+++ EXTRAIT DE DÉPART +++
La clairvoyance caractéristique d’un Bouddha sera évidemment numéro 5, le souvenir des existences passées. Elle figure en bonne place dans les hagiographies du Bouddha, et par la suite dans celles de tous les grands maîtres bouddhistes, considérés comme des Bouddhas.

La vue correcte « religieuse » (MN117) avance main dans la main avec les clairvoyances « religieuses ». La vue correcte « religieuse » intègre d’ailleurs la clairvoyance « religieuse » n° 5, le souvenir des existences passées.

Rappelons-nous.
« Il y a ce qui est donné, ce qui est offert, ce qui est sacrifié. Il y a des fruits et des résultats des bonnes et des mauvaises actions. Il y a ce monde et le monde suivant. Il y a mère et père. Il y a des êtres renés spontanément; il y a des prêtres et des contemplatifs qui, se comportant correctement et pratiquant correctement, proclament ce monde et le suivant après l'avoir directement connu (p. abhiññā) et réalisé pour eux-mêmes. »[4]
La renaissance existe, « ce monde et le suivant » existent, car des « prêtres et des contemplatifs » les ont « connus directement » et réalisé pour eux-mêmes. Notons au passage que ce pouvoir n’est pas/plus réservé au Bouddha. Entre le Discours pour les visiteurs (Agantuka Sutta) et « Les grands Quarante » (Mahācattārisaka Sutta, Majjhima Nikāya 117), la « connaissance directe » (p. abhiññā sct. abhijñā tib. mngon shes) a changé de nature. Elle était accessible à « tous les visiteurs », de toutes les directions, de toutes les castes, en suivant la procédure indiquée ci-dessus, et à un certain moment elle est devenu une clairvoyance qui ne connaît pas des simples « dharmas », mais des concepts plus complexes (ce monde->renaissance->l’autre monde), disons des croyances, et qui n’est accessible qu’aux prêtres et contemplatifs ayant réalisé cette clairvoyance par leur pratique correcte.
+++
## CONSIGNES
1. Dans le texte sur la clairvoyance dans le bouddhisme, quelle clairvoyance porte le numéro 5 ?
2. Écrivez la suite du texte sur la clairvoyance dans le bouddhisme à partir de sa dernière phrase.
Les enregistrements qui suivent viennent d'une autre source.
+++ ENREGISTREMENTS FOURNIS +++
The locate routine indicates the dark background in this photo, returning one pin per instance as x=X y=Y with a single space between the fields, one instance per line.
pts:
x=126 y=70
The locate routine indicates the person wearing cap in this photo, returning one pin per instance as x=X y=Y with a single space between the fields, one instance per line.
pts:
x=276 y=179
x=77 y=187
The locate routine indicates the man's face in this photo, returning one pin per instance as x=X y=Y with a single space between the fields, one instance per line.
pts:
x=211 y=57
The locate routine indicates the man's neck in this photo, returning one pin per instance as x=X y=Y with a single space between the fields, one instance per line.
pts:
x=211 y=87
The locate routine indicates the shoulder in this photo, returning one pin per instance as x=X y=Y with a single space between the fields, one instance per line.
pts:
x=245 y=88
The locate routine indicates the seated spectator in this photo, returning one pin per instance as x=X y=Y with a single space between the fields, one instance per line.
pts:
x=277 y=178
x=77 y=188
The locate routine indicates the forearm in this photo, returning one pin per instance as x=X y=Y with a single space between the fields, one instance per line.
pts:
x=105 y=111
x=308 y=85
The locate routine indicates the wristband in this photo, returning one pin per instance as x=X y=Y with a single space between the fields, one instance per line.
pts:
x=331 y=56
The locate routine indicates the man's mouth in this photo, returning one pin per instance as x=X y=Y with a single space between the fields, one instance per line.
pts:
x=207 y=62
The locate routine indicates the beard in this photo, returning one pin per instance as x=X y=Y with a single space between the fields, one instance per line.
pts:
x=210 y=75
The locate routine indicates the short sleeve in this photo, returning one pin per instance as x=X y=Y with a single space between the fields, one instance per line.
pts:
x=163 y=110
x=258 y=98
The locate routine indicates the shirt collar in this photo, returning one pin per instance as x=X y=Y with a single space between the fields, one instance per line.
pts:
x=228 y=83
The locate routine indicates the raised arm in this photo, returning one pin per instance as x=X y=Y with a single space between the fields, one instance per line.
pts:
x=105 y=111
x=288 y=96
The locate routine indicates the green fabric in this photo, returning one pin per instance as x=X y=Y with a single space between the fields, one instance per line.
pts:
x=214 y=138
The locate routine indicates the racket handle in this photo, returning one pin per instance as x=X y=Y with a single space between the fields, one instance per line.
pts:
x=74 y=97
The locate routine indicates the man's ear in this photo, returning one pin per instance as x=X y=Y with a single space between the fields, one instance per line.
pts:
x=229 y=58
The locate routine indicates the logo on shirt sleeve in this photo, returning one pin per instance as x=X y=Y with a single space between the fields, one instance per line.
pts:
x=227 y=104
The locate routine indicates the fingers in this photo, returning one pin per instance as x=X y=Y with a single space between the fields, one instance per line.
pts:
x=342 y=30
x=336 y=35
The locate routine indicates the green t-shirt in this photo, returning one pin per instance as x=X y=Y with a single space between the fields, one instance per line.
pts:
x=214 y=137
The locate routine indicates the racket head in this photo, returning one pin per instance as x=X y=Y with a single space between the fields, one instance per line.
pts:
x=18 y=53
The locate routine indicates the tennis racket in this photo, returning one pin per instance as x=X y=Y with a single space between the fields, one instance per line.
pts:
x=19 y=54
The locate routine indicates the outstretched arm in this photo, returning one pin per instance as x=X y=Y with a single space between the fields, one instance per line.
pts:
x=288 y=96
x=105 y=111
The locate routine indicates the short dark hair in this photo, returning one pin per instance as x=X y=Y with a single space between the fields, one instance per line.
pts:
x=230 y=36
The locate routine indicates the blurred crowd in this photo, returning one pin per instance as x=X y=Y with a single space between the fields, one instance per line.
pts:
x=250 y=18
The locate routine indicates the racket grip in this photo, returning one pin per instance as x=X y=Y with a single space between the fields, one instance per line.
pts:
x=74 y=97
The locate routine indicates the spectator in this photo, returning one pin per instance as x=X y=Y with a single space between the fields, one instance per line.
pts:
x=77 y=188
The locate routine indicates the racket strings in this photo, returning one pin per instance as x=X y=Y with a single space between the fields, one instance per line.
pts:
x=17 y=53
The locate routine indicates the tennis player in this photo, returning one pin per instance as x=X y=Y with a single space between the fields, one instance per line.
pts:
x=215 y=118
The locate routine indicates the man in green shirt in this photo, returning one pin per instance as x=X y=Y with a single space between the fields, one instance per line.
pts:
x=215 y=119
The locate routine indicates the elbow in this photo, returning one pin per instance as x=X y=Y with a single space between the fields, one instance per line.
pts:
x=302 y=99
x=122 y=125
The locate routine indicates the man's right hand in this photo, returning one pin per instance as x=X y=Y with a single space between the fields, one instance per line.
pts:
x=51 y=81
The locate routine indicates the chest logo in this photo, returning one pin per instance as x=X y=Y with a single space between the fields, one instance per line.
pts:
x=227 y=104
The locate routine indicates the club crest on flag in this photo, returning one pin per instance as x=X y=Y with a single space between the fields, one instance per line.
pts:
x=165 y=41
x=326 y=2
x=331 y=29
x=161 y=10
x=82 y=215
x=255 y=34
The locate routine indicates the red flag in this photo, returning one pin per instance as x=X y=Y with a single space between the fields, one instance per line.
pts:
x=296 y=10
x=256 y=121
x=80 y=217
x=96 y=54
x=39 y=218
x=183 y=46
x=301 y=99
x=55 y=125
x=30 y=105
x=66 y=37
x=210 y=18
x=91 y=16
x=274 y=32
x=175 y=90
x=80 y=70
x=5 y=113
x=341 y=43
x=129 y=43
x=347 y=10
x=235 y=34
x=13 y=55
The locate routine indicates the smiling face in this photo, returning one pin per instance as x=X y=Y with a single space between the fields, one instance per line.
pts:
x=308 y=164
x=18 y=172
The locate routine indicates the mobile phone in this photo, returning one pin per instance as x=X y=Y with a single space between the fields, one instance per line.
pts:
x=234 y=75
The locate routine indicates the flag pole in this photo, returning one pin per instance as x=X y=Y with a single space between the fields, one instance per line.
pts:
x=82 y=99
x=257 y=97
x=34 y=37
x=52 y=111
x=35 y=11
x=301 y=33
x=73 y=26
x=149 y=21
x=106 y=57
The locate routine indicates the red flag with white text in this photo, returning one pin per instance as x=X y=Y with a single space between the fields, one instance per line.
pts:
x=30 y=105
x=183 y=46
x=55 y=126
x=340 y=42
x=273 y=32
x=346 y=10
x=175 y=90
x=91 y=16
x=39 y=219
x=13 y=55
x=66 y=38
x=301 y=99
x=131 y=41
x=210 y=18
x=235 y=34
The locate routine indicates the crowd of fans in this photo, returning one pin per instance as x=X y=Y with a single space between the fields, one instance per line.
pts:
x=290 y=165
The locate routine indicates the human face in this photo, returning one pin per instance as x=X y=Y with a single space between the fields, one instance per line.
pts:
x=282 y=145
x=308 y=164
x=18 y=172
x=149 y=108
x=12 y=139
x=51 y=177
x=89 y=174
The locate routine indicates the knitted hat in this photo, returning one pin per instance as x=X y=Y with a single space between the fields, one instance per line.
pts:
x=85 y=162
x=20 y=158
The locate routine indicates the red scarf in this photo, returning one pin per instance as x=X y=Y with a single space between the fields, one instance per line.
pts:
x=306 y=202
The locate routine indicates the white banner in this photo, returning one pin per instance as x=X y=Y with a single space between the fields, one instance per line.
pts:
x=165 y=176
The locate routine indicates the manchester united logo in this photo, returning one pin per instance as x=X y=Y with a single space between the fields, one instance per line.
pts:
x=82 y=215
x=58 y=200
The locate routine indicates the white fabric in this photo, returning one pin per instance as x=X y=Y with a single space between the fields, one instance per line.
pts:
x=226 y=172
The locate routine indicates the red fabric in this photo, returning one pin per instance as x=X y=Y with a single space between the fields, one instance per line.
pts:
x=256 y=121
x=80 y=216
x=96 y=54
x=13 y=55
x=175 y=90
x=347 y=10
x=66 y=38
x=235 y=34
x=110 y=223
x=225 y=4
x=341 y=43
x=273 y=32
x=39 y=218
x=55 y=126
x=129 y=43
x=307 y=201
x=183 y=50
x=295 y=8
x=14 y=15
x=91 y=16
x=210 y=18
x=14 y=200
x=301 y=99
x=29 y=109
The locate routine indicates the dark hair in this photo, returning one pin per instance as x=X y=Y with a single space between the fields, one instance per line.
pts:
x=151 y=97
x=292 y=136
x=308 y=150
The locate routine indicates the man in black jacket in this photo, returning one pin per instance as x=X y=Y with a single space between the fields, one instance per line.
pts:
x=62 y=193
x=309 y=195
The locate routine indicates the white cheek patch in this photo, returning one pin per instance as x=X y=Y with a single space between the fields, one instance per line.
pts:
+++
## RÉPONSES
1. Le souvenir des existences passées.

2.
Quand certains « prêtres et contemplatifs » défendent l’idée de la renaissance comme un dogme essentiel du bouddhisme, en avançant la vue correcte (MN117) et une interprétation « religieuse » de la connaissance directe, ils oublient que d’autres versions de la vue correcte et de la connaissance directe existent, qui sont aussi canoniques (voire peut-être plus), et certainement plus universelles que les leurs, et qui correspondent davantage à l’approche du bouddhisme « séculier ».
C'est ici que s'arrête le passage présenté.